Task brief →
Copy the entries again from the line that contains "Annotation guideline v3.1 — Label: crate" through the line that contains "[[177, 20, 426, 269]]", both lines included, and give only those lines. Shift every bounding-box coordinate in the answers by adding -78, and keep the requests and their sample boxes unchanged.

======

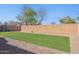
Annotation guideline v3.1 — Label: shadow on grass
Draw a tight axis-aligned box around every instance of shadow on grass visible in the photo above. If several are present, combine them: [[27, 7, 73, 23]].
[[0, 37, 35, 54]]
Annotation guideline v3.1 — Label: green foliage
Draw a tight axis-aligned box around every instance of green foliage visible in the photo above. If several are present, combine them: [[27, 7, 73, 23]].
[[60, 16, 76, 24], [0, 32, 70, 52], [17, 7, 37, 25]]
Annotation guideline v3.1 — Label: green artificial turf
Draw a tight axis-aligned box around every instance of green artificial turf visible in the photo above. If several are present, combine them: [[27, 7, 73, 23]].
[[0, 32, 70, 52]]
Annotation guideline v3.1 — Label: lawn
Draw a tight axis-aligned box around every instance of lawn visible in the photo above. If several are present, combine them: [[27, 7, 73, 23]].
[[0, 32, 70, 52]]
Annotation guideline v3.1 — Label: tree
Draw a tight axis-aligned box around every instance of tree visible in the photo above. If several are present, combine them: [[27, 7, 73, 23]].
[[17, 6, 37, 25], [59, 16, 76, 24], [37, 8, 46, 24]]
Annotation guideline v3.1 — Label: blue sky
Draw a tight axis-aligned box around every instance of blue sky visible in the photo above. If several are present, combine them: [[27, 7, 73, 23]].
[[0, 4, 79, 24]]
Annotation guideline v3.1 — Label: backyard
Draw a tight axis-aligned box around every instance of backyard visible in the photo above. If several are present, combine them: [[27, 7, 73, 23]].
[[0, 32, 70, 52]]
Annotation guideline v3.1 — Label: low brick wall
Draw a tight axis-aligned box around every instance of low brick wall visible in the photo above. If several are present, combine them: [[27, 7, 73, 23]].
[[21, 24, 79, 34]]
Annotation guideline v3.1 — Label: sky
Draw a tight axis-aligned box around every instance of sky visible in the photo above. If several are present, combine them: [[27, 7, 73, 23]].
[[0, 4, 79, 24]]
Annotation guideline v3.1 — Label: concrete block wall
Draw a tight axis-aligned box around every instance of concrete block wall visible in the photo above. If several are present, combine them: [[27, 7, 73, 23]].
[[21, 24, 79, 35]]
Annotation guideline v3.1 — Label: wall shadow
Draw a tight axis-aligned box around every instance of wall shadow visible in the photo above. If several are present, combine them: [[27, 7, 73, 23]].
[[0, 37, 35, 54]]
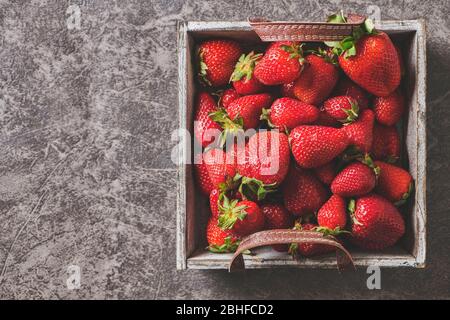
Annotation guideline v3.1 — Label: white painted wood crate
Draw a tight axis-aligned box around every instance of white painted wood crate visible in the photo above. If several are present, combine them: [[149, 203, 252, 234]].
[[176, 20, 426, 269]]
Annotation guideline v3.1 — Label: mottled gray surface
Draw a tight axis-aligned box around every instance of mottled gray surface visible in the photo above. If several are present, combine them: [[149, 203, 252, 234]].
[[0, 0, 450, 299]]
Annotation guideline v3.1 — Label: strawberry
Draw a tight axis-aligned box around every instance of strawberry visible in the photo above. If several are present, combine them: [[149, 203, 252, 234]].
[[219, 196, 265, 236], [194, 153, 214, 195], [372, 123, 400, 163], [209, 188, 221, 219], [231, 51, 265, 95], [194, 92, 222, 147], [281, 82, 295, 99], [373, 90, 405, 126], [313, 161, 336, 186], [339, 32, 401, 97], [349, 194, 405, 250], [289, 223, 335, 257], [226, 93, 272, 129], [375, 161, 413, 205], [289, 125, 349, 168], [331, 161, 379, 197], [333, 77, 369, 111], [261, 204, 293, 229], [198, 39, 242, 87], [343, 109, 375, 153], [261, 97, 319, 130], [203, 149, 236, 188], [282, 166, 328, 216], [317, 194, 347, 234], [254, 41, 303, 86], [323, 96, 359, 123], [294, 54, 339, 105], [219, 88, 241, 109], [314, 106, 342, 128], [237, 130, 290, 185], [261, 204, 293, 252], [206, 217, 240, 253]]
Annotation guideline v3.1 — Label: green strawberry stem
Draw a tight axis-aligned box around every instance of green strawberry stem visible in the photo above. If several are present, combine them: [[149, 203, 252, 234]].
[[325, 11, 376, 59], [218, 196, 247, 230], [198, 51, 211, 86], [347, 199, 361, 225], [341, 99, 359, 124], [230, 51, 262, 82], [394, 182, 414, 207], [358, 153, 381, 178]]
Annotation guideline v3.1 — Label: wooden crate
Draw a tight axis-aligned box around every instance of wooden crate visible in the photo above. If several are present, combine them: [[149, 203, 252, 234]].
[[176, 20, 426, 269]]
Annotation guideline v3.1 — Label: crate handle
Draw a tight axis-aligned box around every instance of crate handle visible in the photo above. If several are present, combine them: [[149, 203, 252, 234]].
[[228, 229, 355, 272], [248, 14, 366, 42]]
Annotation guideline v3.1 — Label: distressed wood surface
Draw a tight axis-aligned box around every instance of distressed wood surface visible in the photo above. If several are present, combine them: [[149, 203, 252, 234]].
[[177, 20, 426, 269]]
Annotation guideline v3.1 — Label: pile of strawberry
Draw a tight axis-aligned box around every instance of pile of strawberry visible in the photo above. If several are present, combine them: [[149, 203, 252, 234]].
[[194, 14, 413, 256]]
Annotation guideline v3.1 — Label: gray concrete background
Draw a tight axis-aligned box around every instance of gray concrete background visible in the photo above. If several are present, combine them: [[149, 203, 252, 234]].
[[0, 0, 450, 299]]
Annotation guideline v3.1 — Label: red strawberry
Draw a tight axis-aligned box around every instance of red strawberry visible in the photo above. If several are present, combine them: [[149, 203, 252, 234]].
[[231, 51, 265, 95], [206, 217, 239, 253], [261, 204, 293, 252], [198, 40, 242, 87], [194, 153, 214, 195], [261, 204, 293, 229], [219, 88, 241, 109], [194, 92, 222, 147], [331, 161, 376, 197], [282, 166, 327, 216], [254, 41, 303, 86], [289, 223, 335, 257], [313, 161, 337, 186], [333, 77, 369, 111], [375, 161, 413, 205], [339, 32, 401, 97], [343, 109, 375, 153], [323, 96, 359, 123], [289, 126, 349, 168], [209, 188, 221, 219], [226, 93, 272, 129], [317, 194, 347, 232], [281, 82, 295, 98], [219, 197, 265, 236], [237, 130, 290, 185], [349, 194, 405, 250], [294, 54, 339, 105], [203, 149, 236, 188], [262, 97, 319, 130], [373, 90, 405, 126], [314, 106, 342, 128], [372, 123, 400, 163]]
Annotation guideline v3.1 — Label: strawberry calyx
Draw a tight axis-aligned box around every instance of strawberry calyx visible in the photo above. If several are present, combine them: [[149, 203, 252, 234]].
[[218, 196, 247, 230], [238, 177, 277, 201], [207, 236, 241, 253], [347, 199, 362, 225], [280, 43, 305, 65], [394, 182, 414, 207], [209, 108, 244, 147], [198, 50, 211, 86], [358, 153, 381, 178], [230, 51, 262, 82], [340, 98, 359, 124], [288, 219, 303, 259], [259, 108, 276, 128], [325, 10, 377, 59]]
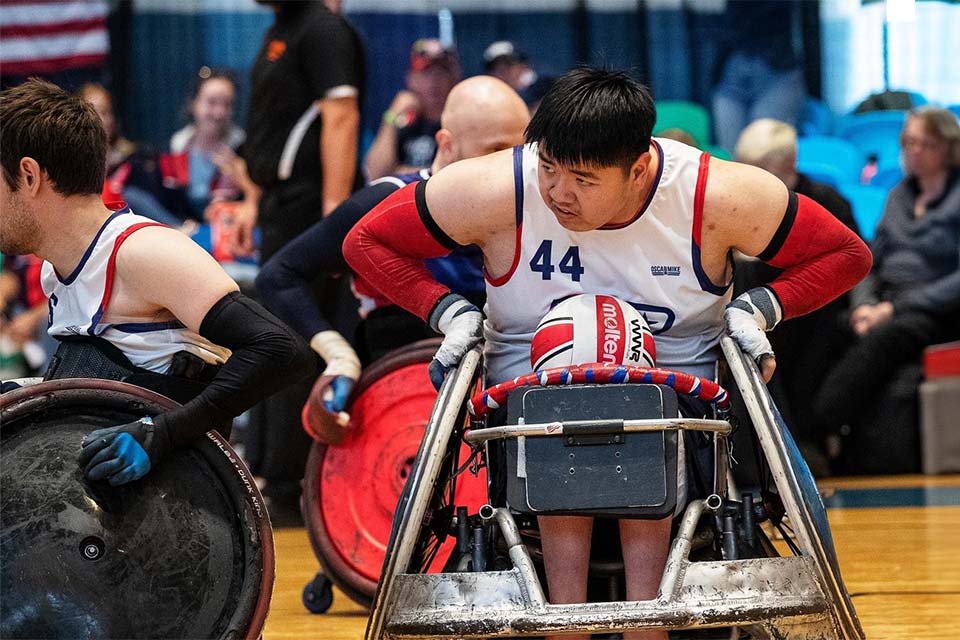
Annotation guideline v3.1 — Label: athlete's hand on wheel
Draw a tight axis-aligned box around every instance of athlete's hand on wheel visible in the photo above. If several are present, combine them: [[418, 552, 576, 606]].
[[723, 287, 783, 382], [429, 293, 483, 389], [310, 329, 360, 413], [77, 417, 171, 486]]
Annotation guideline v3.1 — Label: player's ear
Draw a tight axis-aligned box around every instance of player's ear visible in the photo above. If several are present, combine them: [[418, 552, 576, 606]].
[[630, 151, 650, 186]]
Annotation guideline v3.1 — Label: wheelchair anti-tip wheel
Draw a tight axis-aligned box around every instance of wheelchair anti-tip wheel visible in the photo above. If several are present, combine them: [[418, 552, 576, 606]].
[[0, 378, 274, 640]]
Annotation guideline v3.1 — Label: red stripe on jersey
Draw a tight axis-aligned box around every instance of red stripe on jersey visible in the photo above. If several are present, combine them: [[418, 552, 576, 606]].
[[0, 16, 107, 38], [483, 222, 523, 287], [100, 222, 167, 318], [530, 319, 573, 366], [692, 152, 710, 247], [596, 296, 627, 364]]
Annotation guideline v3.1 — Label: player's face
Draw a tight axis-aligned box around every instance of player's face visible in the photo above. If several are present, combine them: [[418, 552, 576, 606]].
[[537, 151, 639, 231], [193, 78, 234, 137], [0, 177, 40, 256]]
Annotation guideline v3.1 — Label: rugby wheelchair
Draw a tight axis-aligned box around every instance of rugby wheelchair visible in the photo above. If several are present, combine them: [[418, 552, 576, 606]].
[[354, 337, 864, 640], [0, 378, 275, 640]]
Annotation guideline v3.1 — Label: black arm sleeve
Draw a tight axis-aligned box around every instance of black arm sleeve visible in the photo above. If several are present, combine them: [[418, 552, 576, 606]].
[[154, 291, 318, 447], [257, 181, 399, 340]]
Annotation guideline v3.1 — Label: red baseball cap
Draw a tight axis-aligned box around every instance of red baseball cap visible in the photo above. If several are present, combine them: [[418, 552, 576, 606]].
[[410, 38, 458, 72]]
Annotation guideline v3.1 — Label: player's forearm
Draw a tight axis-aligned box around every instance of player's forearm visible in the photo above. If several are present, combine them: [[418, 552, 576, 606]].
[[760, 194, 873, 319], [155, 292, 317, 447], [320, 110, 360, 215], [343, 183, 456, 320]]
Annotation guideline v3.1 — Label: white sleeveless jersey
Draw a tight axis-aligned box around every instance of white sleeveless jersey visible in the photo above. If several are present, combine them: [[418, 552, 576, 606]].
[[484, 138, 731, 384], [41, 208, 230, 373]]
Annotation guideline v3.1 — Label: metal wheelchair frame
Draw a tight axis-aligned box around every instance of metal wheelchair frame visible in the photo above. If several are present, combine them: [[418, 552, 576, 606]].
[[366, 337, 864, 640]]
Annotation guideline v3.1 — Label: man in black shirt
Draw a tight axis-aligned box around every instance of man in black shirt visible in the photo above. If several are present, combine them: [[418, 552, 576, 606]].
[[251, 76, 530, 438], [234, 0, 366, 521], [364, 38, 460, 180], [734, 118, 860, 473]]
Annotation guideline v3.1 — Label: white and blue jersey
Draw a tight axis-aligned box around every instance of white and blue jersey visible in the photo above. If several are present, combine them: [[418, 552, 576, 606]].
[[484, 138, 732, 384], [41, 208, 230, 373]]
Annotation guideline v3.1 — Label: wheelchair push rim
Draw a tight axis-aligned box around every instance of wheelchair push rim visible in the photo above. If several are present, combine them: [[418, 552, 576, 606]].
[[0, 378, 275, 640], [302, 340, 486, 606]]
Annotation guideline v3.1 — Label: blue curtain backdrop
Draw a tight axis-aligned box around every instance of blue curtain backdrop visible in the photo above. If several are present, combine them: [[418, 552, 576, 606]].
[[113, 0, 812, 148]]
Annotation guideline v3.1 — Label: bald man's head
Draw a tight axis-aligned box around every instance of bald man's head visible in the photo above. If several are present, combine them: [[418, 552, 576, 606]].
[[434, 76, 530, 170]]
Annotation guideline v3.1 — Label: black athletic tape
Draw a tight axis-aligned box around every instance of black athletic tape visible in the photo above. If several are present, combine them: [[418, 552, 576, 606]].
[[727, 298, 753, 315], [413, 180, 460, 251], [427, 291, 466, 333], [757, 191, 798, 262]]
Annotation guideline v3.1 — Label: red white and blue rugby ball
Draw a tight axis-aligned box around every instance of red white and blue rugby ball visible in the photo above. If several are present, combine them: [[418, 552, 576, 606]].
[[530, 294, 657, 371]]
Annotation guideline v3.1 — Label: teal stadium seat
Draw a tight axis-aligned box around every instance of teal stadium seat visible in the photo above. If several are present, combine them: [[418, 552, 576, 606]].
[[797, 136, 864, 187], [839, 184, 887, 242], [797, 96, 836, 137], [653, 100, 711, 149], [835, 111, 907, 168]]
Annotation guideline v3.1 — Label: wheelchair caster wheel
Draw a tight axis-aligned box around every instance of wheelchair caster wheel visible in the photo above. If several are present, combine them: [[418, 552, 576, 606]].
[[303, 573, 333, 613]]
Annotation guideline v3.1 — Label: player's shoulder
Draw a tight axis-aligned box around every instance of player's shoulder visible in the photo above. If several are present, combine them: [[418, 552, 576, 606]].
[[704, 158, 787, 220], [427, 149, 515, 198]]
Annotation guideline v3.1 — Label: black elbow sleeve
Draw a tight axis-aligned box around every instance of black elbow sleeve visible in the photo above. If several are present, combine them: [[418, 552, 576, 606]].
[[158, 291, 318, 446]]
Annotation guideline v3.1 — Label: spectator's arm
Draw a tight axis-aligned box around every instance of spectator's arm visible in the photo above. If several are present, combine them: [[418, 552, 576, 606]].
[[893, 269, 960, 314], [364, 91, 420, 180], [317, 96, 360, 216]]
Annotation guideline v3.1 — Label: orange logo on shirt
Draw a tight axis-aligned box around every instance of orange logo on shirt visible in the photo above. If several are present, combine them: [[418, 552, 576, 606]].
[[267, 40, 287, 62]]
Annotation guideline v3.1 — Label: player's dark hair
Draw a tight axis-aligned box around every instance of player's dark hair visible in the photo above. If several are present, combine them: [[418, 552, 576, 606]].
[[0, 78, 107, 196], [526, 67, 656, 170], [190, 65, 237, 100]]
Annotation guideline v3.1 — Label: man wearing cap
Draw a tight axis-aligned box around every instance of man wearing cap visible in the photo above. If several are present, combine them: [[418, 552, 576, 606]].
[[365, 38, 460, 180], [483, 40, 537, 92]]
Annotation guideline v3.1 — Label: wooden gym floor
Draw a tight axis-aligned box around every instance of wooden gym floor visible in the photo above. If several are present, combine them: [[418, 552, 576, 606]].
[[263, 475, 960, 640]]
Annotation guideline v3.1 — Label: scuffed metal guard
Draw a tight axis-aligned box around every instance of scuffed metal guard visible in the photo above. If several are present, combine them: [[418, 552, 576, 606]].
[[366, 338, 864, 640]]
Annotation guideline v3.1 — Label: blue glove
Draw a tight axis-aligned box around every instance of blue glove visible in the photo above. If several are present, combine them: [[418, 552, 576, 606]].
[[77, 417, 171, 486], [323, 376, 354, 413]]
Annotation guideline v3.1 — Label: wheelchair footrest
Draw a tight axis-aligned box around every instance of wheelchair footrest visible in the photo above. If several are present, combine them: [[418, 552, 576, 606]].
[[387, 557, 833, 638]]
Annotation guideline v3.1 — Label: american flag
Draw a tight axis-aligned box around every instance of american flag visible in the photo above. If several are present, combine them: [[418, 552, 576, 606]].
[[0, 0, 110, 76]]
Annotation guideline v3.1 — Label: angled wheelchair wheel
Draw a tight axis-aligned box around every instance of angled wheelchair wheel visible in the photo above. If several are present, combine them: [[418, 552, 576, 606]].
[[303, 340, 486, 606], [721, 337, 864, 640], [364, 346, 486, 640], [0, 379, 274, 640]]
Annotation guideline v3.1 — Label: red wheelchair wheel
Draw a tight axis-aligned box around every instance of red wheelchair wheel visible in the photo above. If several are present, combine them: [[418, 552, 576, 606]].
[[302, 340, 487, 606]]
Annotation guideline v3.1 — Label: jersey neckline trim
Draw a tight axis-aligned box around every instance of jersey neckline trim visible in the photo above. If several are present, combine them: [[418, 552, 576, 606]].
[[690, 151, 733, 296], [51, 207, 131, 286], [597, 138, 665, 231]]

======

Solution below →
Annotation guideline v3.1 — Label: crate handle
Draw a tight axis-aligned box around every instance of crate handle visible in the photo above. If several are present, combine them: [[149, 203, 252, 234]].
[[150, 151, 277, 194], [170, -64, 288, -36]]
Annotation guideline v3.1 — Label: distressed wood surface
Draw a tight axis-aligned box around every instance of distressed wood surface visible in the photo above. If several are present, combine them: [[149, 203, 252, 234]].
[[99, -58, 348, 191]]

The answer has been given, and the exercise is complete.